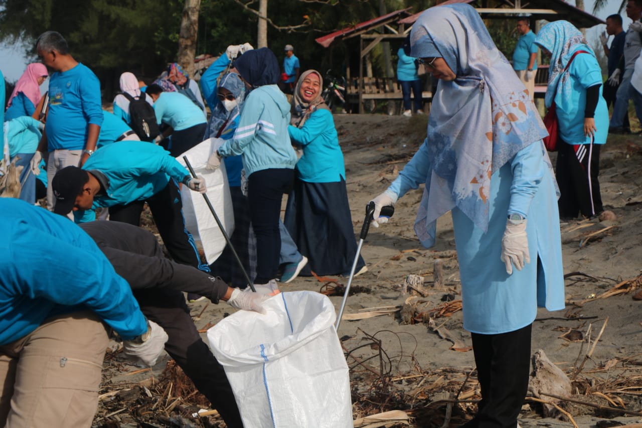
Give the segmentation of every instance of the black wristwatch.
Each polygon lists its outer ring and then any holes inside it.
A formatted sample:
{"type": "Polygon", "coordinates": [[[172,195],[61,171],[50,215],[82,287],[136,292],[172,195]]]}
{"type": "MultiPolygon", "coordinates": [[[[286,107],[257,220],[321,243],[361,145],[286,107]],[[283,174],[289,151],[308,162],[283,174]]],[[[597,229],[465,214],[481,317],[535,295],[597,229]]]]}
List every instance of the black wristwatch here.
{"type": "Polygon", "coordinates": [[[152,326],[150,325],[150,321],[146,320],[147,323],[147,330],[143,334],[139,334],[132,340],[129,341],[132,343],[135,343],[136,344],[142,344],[147,341],[147,339],[150,338],[152,335],[152,326]]]}

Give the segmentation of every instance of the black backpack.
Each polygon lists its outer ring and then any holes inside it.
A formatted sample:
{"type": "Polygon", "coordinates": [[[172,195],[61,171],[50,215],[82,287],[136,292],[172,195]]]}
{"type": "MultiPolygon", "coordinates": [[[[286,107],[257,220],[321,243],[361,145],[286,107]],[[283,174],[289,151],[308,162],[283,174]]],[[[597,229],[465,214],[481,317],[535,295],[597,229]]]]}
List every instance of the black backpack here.
{"type": "Polygon", "coordinates": [[[150,141],[155,138],[160,130],[156,123],[156,113],[154,108],[145,100],[145,93],[141,92],[141,96],[133,97],[126,92],[123,93],[125,98],[129,100],[129,118],[132,130],[143,141],[150,141]]]}
{"type": "Polygon", "coordinates": [[[200,103],[200,102],[198,101],[198,100],[196,99],[196,96],[195,95],[194,93],[192,92],[192,90],[189,89],[189,79],[187,79],[187,81],[185,82],[184,85],[182,85],[181,86],[178,86],[178,85],[175,85],[176,86],[176,89],[178,89],[179,94],[182,94],[191,100],[192,102],[201,110],[205,109],[205,107],[200,103]]]}

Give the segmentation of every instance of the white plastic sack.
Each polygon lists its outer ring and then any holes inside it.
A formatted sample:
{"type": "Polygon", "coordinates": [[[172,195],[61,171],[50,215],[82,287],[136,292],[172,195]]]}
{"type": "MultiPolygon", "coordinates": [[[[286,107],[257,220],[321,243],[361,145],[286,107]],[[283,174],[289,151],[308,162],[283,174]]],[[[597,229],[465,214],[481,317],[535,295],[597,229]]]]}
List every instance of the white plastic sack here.
{"type": "Polygon", "coordinates": [[[351,428],[348,365],[330,299],[288,292],[264,307],[266,314],[239,310],[207,330],[243,425],[351,428]]]}
{"type": "MultiPolygon", "coordinates": [[[[214,171],[205,169],[209,156],[222,143],[220,138],[209,138],[176,159],[187,167],[183,159],[183,156],[186,156],[196,175],[202,175],[205,179],[207,197],[229,236],[234,230],[234,215],[225,165],[221,161],[220,168],[214,171]]],[[[190,190],[187,186],[181,186],[180,196],[183,202],[185,227],[194,239],[201,242],[207,263],[211,263],[223,253],[227,244],[225,236],[207,207],[205,198],[200,193],[190,190]]]]}

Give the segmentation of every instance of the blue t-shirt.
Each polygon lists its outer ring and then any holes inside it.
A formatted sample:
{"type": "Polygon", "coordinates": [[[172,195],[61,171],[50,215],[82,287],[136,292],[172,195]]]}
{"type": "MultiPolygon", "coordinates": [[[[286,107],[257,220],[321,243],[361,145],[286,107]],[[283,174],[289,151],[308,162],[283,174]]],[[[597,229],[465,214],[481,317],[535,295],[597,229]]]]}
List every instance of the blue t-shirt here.
{"type": "Polygon", "coordinates": [[[83,64],[52,74],[45,126],[49,150],[84,148],[89,125],[103,123],[101,102],[98,78],[83,64]]]}
{"type": "Polygon", "coordinates": [[[611,42],[611,48],[609,49],[609,75],[615,71],[618,67],[618,63],[620,58],[624,55],[624,43],[627,39],[627,32],[621,31],[620,34],[613,37],[613,41],[611,42]]]}
{"type": "MultiPolygon", "coordinates": [[[[602,70],[597,60],[591,55],[577,55],[569,67],[571,85],[567,91],[559,91],[555,95],[555,112],[559,122],[560,138],[568,144],[588,144],[591,137],[584,136],[584,109],[586,89],[602,85],[602,70]]],[[[595,107],[595,132],[593,143],[604,144],[609,131],[609,109],[600,88],[598,105],[595,107]]]]}
{"type": "Polygon", "coordinates": [[[285,81],[286,83],[292,83],[297,80],[297,69],[300,68],[299,58],[295,55],[290,58],[286,56],[283,60],[283,71],[290,76],[290,78],[285,81]]]}
{"type": "Polygon", "coordinates": [[[11,105],[4,113],[4,120],[11,120],[21,116],[31,116],[36,111],[31,100],[21,92],[19,92],[11,100],[11,105]]]}
{"type": "MultiPolygon", "coordinates": [[[[534,41],[535,33],[532,30],[519,37],[517,44],[515,46],[515,51],[513,52],[513,69],[519,71],[528,68],[530,54],[537,53],[537,45],[534,43],[534,41]]],[[[537,60],[535,60],[533,64],[533,69],[537,68],[537,60]]]]}
{"type": "Polygon", "coordinates": [[[156,121],[182,130],[207,121],[203,111],[191,100],[177,92],[163,92],[154,102],[156,121]]]}
{"type": "Polygon", "coordinates": [[[129,125],[116,114],[103,110],[103,116],[105,120],[103,121],[103,125],[100,127],[98,142],[96,143],[98,147],[114,143],[123,132],[132,130],[129,125]]]}

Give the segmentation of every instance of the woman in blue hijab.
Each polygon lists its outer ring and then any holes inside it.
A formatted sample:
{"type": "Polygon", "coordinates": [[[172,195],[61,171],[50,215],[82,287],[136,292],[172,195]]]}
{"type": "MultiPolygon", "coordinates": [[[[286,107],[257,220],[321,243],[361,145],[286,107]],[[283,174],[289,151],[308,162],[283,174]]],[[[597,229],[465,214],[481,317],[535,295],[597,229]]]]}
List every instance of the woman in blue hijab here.
{"type": "Polygon", "coordinates": [[[524,85],[468,4],[425,11],[410,55],[438,80],[419,151],[373,201],[425,184],[415,231],[435,244],[451,211],[464,327],[472,334],[482,400],[466,427],[514,427],[526,395],[537,307],[564,308],[557,192],[542,120],[524,85]]]}
{"type": "Polygon", "coordinates": [[[602,96],[602,69],[577,28],[566,21],[545,25],[535,39],[551,57],[546,105],[555,102],[559,123],[557,184],[560,216],[586,217],[603,210],[600,194],[600,148],[609,132],[609,108],[602,96]]]}

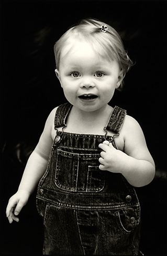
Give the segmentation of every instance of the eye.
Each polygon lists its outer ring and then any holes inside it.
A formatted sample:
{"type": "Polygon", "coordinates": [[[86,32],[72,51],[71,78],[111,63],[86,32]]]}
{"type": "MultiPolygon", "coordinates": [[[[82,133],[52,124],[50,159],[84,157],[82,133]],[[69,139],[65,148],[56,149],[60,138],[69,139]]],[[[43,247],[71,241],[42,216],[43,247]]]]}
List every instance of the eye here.
{"type": "Polygon", "coordinates": [[[104,74],[102,72],[100,72],[99,71],[98,71],[96,73],[95,76],[96,76],[97,77],[102,77],[104,75],[104,74]]]}
{"type": "Polygon", "coordinates": [[[75,71],[71,73],[70,76],[72,76],[73,77],[79,77],[80,76],[80,74],[78,72],[75,71]]]}

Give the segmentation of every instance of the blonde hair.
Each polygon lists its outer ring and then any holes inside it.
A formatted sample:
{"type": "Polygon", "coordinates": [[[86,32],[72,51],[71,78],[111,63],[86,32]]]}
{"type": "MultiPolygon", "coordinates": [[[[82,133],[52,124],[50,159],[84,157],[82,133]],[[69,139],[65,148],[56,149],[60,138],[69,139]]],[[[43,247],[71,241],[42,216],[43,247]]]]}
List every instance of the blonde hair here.
{"type": "MultiPolygon", "coordinates": [[[[117,61],[124,77],[133,65],[124,46],[120,36],[112,27],[97,19],[87,18],[81,20],[71,27],[56,42],[54,46],[56,67],[59,69],[61,53],[64,47],[70,44],[72,39],[86,40],[98,54],[109,61],[117,61]],[[102,25],[107,27],[106,32],[101,30],[102,25]]],[[[123,81],[118,89],[120,90],[123,81]]]]}

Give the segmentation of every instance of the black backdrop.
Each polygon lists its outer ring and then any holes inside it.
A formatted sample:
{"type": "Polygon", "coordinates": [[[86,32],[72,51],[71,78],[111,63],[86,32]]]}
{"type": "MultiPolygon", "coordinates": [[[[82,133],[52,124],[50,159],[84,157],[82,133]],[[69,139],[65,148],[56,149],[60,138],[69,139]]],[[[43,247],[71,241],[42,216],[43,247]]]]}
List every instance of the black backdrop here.
{"type": "Polygon", "coordinates": [[[16,1],[1,3],[1,255],[41,254],[42,223],[36,191],[9,224],[7,201],[46,118],[65,101],[54,74],[55,42],[79,20],[92,17],[120,33],[136,65],[112,102],[140,123],[155,160],[156,176],[137,189],[141,204],[141,250],[166,255],[166,11],[165,1],[16,1]]]}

▸ **JOB**: Which lines in the records contain the word "hair"? Collect every one of them, treating capital and lowercase letters as different.

▸ **SOLUTION**:
Give the segmentation of every instance of the blonde hair.
List every instance of the blonde hair here.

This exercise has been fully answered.